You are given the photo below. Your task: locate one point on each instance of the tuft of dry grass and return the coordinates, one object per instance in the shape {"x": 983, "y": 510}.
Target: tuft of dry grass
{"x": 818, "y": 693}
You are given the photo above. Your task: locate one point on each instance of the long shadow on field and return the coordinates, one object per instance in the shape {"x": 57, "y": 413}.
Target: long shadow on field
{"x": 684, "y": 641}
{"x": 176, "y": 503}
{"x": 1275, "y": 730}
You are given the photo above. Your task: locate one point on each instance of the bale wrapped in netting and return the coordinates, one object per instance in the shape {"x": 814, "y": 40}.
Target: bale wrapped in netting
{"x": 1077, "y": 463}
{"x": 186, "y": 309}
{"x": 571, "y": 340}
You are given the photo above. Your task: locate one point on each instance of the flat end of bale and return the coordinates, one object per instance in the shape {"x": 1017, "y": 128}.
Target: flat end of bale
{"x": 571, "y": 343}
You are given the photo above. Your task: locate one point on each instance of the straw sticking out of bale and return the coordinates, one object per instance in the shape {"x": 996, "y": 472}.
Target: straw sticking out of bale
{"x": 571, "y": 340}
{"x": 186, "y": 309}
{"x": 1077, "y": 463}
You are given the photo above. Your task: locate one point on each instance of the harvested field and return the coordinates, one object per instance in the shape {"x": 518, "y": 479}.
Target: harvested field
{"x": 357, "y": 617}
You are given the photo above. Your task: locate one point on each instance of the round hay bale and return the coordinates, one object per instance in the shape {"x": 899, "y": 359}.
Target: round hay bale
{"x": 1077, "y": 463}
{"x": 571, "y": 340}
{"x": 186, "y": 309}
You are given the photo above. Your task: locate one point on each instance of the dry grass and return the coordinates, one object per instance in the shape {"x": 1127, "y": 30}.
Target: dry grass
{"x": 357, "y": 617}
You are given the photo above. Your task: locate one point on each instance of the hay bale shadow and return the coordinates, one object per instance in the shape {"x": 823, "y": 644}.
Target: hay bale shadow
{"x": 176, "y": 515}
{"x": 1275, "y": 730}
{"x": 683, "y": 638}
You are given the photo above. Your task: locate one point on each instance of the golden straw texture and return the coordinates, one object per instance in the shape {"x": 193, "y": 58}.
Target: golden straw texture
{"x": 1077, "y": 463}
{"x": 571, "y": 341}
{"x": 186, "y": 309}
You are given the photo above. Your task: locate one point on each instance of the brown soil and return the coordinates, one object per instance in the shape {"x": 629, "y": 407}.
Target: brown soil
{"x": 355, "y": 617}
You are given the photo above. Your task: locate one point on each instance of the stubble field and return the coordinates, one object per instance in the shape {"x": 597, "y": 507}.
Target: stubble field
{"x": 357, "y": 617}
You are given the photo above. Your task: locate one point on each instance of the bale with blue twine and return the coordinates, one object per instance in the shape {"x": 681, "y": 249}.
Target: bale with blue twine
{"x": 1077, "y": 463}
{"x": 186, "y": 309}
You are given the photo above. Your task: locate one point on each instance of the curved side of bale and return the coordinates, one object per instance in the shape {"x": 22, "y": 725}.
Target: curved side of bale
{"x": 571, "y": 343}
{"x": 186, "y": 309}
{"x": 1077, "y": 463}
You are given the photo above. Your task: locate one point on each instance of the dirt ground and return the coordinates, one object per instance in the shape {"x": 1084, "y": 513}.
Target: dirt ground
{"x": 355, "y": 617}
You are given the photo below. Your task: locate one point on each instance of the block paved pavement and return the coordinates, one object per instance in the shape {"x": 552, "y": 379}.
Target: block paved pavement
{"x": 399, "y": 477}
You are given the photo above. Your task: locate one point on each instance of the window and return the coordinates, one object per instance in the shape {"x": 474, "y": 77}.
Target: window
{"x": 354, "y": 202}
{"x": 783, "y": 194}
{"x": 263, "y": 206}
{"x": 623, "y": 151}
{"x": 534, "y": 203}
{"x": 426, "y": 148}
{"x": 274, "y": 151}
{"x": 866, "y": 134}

######

**GIVEN REQUEST**
Above are the records; retype every one exactly.

**WRITTEN REPLY**
You are given the photo below. Your task: locate one point on each instance of the tuft of dry grass and return the coordinates, one object per instance in the shape {"x": 983, "y": 510}.
Target: tuft of dry grass
{"x": 818, "y": 693}
You are given the photo above. Your task: locate one point on each instance of the long shadow on field and return the coordinates, one object per instance in the shape {"x": 57, "y": 413}.
Target: long shadow on field
{"x": 684, "y": 641}
{"x": 176, "y": 503}
{"x": 1275, "y": 730}
You are given the photo above. Your task: locate one point on each instance of the bale wrapped in netting and return the coordinates, one object per instance in the shape {"x": 814, "y": 40}.
Target: bale wrapped in netting
{"x": 1077, "y": 463}
{"x": 186, "y": 309}
{"x": 571, "y": 340}
You are given the photo above. Your task: locate one point on each instance of the flat end of bale and return the coordinates, one object per instance in the shape {"x": 1017, "y": 128}.
Target: flat end of bale
{"x": 571, "y": 343}
You are given the photo above. Your task: locate one point on each instance of the straw sticking out of bale and return the coordinates, one object per instance in the shape {"x": 996, "y": 472}.
Target: straw sticking out of bale
{"x": 571, "y": 340}
{"x": 186, "y": 309}
{"x": 1077, "y": 463}
You are given the photo above. Your task: locate one point on each instance of the harvested field and return the coordinates, one object per instance in the shape {"x": 518, "y": 479}.
Target: harvested field
{"x": 357, "y": 617}
You are given the photo above. Your task: locate one point on each instance of the round hay bale and return the coordinates, one object per instance in the shape {"x": 899, "y": 359}.
Target: round hay bale
{"x": 1077, "y": 463}
{"x": 571, "y": 340}
{"x": 186, "y": 309}
You are given the photo above. Your task: locate one point on each instance of the dry grass and return the coordinates, one object per instance in the shape {"x": 1127, "y": 30}.
Target: dry grass
{"x": 357, "y": 617}
You are given the photo above. Your task: locate one point on each instance of the hay bale shadow and return the coordinates, one object per instance in the shape {"x": 823, "y": 644}.
Target: hay bale shadow
{"x": 176, "y": 515}
{"x": 1275, "y": 730}
{"x": 683, "y": 638}
You are given the photo above. Your task: locate one point on each instance of the golden straw texture and return the coordinates, one object per instance in the shape {"x": 193, "y": 58}.
Target: golden straw texture
{"x": 1077, "y": 463}
{"x": 571, "y": 341}
{"x": 186, "y": 309}
You are given the photo above. Your task: locate one point on each instance of the brown soil and return the coordinates, one object per instance in the shape {"x": 629, "y": 407}.
Target: brown soil
{"x": 355, "y": 617}
You are given the photo above. Your task: locate one point on each instance of the stubble field and return the coordinates, one object per instance in the shape {"x": 597, "y": 507}.
Target: stubble field
{"x": 357, "y": 617}
You are given the photo above. Your task: locate one point on each instance of the bale with blue twine and return the coordinates, one object per instance in the shape {"x": 681, "y": 249}.
Target: bale with blue twine
{"x": 1077, "y": 463}
{"x": 186, "y": 309}
You are given the photo above. Your task: locate one point on each instance of the curved side of bale and return the coordinates, one object per instance in the shape {"x": 22, "y": 725}.
Target: curved side of bale
{"x": 571, "y": 343}
{"x": 186, "y": 309}
{"x": 1077, "y": 463}
You are given the photo above. Your task: locate one point on each instance of the dirt ground and return the coordinates, one object per instance in the shape {"x": 1084, "y": 513}.
Target: dirt ground
{"x": 355, "y": 617}
You are given the photo below. Your task: locate one point on each instance of the block paved pavement and return the coordinates, one object per instance in the shape {"x": 552, "y": 379}.
Target: block paved pavement
{"x": 399, "y": 477}
You are given the photo above. Your task: locate one point on each instance of the window and return the coordinates, one object per instance in the shape {"x": 474, "y": 77}.
Target: window
{"x": 354, "y": 202}
{"x": 783, "y": 194}
{"x": 263, "y": 206}
{"x": 623, "y": 151}
{"x": 534, "y": 203}
{"x": 426, "y": 148}
{"x": 274, "y": 151}
{"x": 866, "y": 134}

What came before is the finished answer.